Excerpts of pointing data:
↓

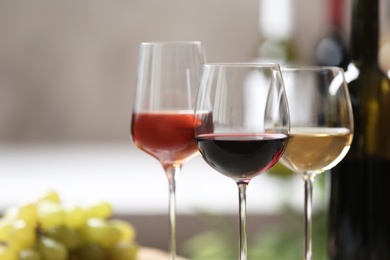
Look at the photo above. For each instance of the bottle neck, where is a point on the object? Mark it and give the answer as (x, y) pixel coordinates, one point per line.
(336, 11)
(365, 32)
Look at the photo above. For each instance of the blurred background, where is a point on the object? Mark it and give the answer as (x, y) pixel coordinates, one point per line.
(67, 79)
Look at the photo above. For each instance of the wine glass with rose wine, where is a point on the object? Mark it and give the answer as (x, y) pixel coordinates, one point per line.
(163, 113)
(321, 128)
(241, 124)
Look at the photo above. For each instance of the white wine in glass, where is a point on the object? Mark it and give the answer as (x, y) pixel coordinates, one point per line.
(321, 128)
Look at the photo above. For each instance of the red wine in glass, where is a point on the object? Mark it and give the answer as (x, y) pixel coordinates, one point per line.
(166, 135)
(241, 156)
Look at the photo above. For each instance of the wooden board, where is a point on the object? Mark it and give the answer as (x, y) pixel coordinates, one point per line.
(147, 253)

↑

=== Task description ===
Quote the data above word for word, starting with the line that contains "Look at the photo above. For each instance of the white" and continuing through the last line of the data.

=== Result of the task ===
Look at the photo above. For each instance of the white wine in glass, where is a point on the object? Mark it and give the answer as (x, y) pixel coordinates, one point per line.
(321, 128)
Look at the photo above. For each instance of the red wine in glass, where is a point on the object? Mark it and give the answer as (x, y) pixel coordinates, one point per line.
(166, 135)
(241, 156)
Look at the photo above. For each instance of the wooden board, where is a point on the object? Mark it and give the answer as (x, y) pixel coordinates, one point per line.
(147, 253)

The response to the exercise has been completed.